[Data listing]
------------------------------------------------------------------------

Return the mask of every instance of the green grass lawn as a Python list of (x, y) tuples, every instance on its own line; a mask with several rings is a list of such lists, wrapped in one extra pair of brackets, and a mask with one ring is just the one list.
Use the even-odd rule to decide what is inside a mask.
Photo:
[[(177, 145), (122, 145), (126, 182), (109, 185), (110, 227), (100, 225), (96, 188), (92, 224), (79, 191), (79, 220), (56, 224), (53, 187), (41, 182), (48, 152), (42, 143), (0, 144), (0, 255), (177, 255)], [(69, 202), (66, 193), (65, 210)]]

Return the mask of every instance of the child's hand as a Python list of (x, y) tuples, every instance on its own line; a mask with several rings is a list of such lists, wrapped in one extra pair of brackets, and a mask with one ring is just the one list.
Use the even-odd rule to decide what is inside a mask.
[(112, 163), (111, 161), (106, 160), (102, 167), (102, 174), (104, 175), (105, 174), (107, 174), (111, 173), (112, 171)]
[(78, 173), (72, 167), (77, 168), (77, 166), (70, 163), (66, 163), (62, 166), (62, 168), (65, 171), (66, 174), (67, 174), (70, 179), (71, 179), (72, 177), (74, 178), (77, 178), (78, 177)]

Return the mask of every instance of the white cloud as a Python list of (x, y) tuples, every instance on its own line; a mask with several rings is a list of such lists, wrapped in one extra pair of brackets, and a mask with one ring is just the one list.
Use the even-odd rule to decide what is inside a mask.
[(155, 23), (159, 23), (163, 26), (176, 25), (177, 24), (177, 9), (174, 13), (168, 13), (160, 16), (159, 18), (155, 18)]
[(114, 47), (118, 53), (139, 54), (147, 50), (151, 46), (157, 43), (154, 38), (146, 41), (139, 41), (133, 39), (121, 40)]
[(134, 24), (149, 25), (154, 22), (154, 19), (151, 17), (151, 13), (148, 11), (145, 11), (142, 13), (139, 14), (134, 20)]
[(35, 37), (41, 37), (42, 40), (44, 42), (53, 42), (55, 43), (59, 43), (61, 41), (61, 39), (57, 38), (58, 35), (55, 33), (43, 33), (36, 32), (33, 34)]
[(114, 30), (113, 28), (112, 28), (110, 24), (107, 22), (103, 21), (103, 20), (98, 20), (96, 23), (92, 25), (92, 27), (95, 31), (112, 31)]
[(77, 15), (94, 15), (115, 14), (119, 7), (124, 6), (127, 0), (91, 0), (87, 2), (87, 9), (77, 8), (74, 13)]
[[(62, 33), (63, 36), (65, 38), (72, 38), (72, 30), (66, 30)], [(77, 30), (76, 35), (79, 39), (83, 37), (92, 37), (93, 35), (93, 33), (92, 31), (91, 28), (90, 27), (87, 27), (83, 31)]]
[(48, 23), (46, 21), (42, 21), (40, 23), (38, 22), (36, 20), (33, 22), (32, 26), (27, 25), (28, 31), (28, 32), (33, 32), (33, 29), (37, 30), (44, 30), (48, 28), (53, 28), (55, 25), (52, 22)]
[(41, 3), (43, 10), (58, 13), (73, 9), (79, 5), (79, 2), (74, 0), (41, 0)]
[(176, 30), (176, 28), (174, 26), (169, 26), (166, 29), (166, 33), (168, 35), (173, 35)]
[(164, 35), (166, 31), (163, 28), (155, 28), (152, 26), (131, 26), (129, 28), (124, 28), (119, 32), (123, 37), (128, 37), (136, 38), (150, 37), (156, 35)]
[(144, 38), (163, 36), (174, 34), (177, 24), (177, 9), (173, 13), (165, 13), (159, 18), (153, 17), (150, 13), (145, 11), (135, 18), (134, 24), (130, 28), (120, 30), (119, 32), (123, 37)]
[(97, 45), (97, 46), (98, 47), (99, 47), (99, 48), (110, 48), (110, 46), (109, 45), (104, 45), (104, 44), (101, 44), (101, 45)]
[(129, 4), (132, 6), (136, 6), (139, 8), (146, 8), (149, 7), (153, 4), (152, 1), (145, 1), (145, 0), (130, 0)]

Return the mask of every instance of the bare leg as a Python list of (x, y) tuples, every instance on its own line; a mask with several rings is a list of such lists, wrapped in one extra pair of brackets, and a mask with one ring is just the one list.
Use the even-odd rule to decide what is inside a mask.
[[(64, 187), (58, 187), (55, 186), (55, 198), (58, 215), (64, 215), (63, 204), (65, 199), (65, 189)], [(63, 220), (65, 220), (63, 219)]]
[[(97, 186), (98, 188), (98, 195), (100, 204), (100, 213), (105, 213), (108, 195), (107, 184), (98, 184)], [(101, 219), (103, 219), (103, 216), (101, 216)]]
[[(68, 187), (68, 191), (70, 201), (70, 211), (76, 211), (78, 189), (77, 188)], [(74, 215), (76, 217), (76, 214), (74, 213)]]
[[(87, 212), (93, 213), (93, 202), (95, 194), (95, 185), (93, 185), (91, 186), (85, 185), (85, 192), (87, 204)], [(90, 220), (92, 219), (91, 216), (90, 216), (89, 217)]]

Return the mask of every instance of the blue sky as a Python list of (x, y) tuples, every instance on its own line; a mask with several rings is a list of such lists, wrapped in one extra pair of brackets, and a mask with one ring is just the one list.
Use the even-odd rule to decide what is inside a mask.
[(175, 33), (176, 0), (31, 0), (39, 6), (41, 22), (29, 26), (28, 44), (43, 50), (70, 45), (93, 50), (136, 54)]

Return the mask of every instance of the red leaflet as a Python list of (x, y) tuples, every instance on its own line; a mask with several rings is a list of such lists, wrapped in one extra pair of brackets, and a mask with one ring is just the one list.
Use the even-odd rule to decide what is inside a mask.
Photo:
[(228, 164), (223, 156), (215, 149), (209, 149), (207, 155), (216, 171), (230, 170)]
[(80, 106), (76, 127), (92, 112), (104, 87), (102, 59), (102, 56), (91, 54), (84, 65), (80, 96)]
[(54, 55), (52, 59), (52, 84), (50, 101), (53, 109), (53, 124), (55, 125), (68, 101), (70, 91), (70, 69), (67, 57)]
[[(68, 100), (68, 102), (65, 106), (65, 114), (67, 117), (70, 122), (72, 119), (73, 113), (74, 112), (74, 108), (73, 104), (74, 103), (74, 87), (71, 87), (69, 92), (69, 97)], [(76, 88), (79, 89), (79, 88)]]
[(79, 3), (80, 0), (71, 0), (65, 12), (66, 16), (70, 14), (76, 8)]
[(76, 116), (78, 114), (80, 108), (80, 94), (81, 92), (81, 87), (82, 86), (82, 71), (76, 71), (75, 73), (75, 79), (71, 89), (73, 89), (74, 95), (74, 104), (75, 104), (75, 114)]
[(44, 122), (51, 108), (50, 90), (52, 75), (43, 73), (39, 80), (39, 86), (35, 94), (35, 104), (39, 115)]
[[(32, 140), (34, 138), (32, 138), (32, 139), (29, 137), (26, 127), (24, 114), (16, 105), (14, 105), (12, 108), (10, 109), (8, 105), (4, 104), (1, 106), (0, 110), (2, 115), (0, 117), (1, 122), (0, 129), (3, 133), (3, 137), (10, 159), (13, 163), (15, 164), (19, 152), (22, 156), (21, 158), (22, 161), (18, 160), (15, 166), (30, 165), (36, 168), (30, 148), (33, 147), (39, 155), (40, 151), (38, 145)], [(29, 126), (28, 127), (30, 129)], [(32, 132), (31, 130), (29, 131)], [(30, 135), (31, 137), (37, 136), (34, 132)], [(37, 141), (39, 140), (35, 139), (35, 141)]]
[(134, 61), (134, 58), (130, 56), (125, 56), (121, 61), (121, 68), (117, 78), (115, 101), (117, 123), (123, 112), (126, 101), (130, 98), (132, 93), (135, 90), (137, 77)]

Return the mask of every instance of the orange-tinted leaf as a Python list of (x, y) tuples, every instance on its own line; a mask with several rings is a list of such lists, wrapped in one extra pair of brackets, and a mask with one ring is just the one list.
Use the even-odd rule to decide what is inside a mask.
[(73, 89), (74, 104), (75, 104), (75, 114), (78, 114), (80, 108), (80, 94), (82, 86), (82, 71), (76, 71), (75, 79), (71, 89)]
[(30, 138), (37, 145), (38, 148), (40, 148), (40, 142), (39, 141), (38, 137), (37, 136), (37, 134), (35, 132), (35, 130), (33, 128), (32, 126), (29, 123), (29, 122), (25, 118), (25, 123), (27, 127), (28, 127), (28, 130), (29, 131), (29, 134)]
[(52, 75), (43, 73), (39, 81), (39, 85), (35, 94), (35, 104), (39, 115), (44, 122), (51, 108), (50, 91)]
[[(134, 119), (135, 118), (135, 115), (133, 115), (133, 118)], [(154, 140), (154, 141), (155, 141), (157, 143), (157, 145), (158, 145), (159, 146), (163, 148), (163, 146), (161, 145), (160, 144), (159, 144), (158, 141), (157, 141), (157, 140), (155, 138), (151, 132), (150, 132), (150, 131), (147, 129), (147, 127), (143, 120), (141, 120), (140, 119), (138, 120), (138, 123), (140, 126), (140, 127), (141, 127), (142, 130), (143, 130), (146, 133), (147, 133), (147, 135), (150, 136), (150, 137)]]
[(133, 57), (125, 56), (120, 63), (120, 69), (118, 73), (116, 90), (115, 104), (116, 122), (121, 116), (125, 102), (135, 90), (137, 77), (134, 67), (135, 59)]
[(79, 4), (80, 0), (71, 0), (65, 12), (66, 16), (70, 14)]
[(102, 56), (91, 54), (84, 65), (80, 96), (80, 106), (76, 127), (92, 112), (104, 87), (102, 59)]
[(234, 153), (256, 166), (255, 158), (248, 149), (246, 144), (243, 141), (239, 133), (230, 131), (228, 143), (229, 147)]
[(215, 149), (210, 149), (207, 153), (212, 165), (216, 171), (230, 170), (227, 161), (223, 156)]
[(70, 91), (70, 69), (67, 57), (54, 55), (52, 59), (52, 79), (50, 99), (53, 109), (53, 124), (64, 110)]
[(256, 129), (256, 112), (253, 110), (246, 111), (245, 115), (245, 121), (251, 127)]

------------------------------------------------------------------------

Copy out everything in the entries above from the line containing "Return the mask of every instance of the red" down to the line containing "65), (80, 96)]", both of those lines included, reproducing each line character for character.

Return the mask of every instance of the red leaflet as a Python list of (x, y) tuples, every instance on its own line; a mask with several rings is a list of such lists, wrapped in one extra pair of brackets, and a mask with one ring is just the one list.
Use the even-odd rule to decide what is inside a mask.
Photo:
[(228, 164), (223, 156), (215, 149), (209, 149), (207, 155), (216, 171), (230, 170)]
[(80, 106), (76, 127), (92, 112), (104, 87), (102, 59), (102, 56), (91, 54), (84, 65), (80, 96)]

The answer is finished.